Renomme « cookie » en « biscuit » dans toutes les entrées ci-dessous, puis recopie-les sans rien changer d'autre.

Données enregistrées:
-*-*-
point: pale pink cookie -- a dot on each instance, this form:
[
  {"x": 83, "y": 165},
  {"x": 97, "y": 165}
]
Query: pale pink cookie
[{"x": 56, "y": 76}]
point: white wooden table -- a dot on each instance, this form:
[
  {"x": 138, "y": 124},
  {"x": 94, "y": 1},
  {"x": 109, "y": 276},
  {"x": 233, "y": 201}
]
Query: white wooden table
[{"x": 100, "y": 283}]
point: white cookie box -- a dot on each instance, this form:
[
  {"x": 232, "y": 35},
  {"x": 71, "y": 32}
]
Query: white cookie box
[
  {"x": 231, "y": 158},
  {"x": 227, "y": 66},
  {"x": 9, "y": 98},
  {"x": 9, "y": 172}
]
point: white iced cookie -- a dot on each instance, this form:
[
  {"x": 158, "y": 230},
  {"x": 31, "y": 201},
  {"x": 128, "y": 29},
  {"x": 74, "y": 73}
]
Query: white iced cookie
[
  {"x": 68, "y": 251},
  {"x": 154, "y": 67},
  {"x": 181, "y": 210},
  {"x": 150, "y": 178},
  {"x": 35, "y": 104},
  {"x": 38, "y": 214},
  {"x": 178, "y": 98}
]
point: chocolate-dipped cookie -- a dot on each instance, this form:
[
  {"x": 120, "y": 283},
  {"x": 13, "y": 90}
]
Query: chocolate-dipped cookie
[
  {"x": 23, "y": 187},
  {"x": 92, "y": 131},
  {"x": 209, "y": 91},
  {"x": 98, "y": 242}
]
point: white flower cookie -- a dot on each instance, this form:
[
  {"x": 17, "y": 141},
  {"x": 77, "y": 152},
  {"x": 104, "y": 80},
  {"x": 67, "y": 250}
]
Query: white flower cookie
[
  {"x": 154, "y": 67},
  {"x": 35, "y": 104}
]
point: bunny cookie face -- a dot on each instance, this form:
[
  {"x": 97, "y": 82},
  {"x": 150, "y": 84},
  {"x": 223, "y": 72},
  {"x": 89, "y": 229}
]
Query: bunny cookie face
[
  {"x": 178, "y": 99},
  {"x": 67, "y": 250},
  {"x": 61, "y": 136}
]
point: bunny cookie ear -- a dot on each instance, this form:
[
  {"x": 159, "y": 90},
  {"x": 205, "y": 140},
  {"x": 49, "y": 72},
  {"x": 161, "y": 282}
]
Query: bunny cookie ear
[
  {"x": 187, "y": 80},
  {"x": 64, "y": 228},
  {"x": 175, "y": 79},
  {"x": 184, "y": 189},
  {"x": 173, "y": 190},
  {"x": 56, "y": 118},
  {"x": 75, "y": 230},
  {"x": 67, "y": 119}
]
-*-*-
→ **Solution détaillée**:
point: pale pink biscuit -- a dot on each instance, this form:
[
  {"x": 83, "y": 165},
  {"x": 97, "y": 165}
]
Query: pale pink biscuit
[{"x": 56, "y": 76}]
point: white wooden table -- a dot on each instance, this form:
[
  {"x": 138, "y": 124},
  {"x": 94, "y": 1},
  {"x": 109, "y": 276},
  {"x": 233, "y": 201}
]
Query: white wooden table
[{"x": 100, "y": 283}]
point: white biscuit box -- a dot on each instance, this form:
[
  {"x": 232, "y": 35},
  {"x": 71, "y": 32}
]
Query: white biscuit box
[
  {"x": 231, "y": 158},
  {"x": 227, "y": 66},
  {"x": 9, "y": 98},
  {"x": 9, "y": 172}
]
point: white iced biscuit -- a dot on each instance, this form:
[
  {"x": 158, "y": 230},
  {"x": 31, "y": 201},
  {"x": 128, "y": 29},
  {"x": 74, "y": 73}
]
Query: white iced biscuit
[
  {"x": 68, "y": 251},
  {"x": 154, "y": 67},
  {"x": 181, "y": 210},
  {"x": 150, "y": 178},
  {"x": 35, "y": 104},
  {"x": 38, "y": 214},
  {"x": 178, "y": 98}
]
point: chocolate-dipped biscuit -- a dot on each instance, this form:
[
  {"x": 120, "y": 283},
  {"x": 13, "y": 90}
]
Query: chocolate-dipped biscuit
[
  {"x": 23, "y": 187},
  {"x": 92, "y": 131},
  {"x": 209, "y": 91},
  {"x": 98, "y": 242}
]
point: white flower biscuit -- a dot on each instance, this form:
[
  {"x": 17, "y": 141},
  {"x": 77, "y": 152},
  {"x": 104, "y": 80},
  {"x": 67, "y": 250}
]
Query: white flower biscuit
[
  {"x": 154, "y": 67},
  {"x": 35, "y": 104}
]
point: bunny biscuit face -- a dot on each instance, this form:
[
  {"x": 97, "y": 82},
  {"x": 150, "y": 84},
  {"x": 223, "y": 72},
  {"x": 89, "y": 229}
]
Query: bunny biscuit face
[
  {"x": 178, "y": 99},
  {"x": 67, "y": 250},
  {"x": 61, "y": 136}
]
point: bunny biscuit ear -- a dot on each instance, this form:
[
  {"x": 159, "y": 90},
  {"x": 205, "y": 140},
  {"x": 49, "y": 72},
  {"x": 161, "y": 282}
]
Query: bunny biscuit ear
[
  {"x": 187, "y": 80},
  {"x": 64, "y": 228},
  {"x": 175, "y": 79},
  {"x": 184, "y": 189},
  {"x": 173, "y": 190},
  {"x": 56, "y": 118},
  {"x": 75, "y": 230},
  {"x": 67, "y": 119}
]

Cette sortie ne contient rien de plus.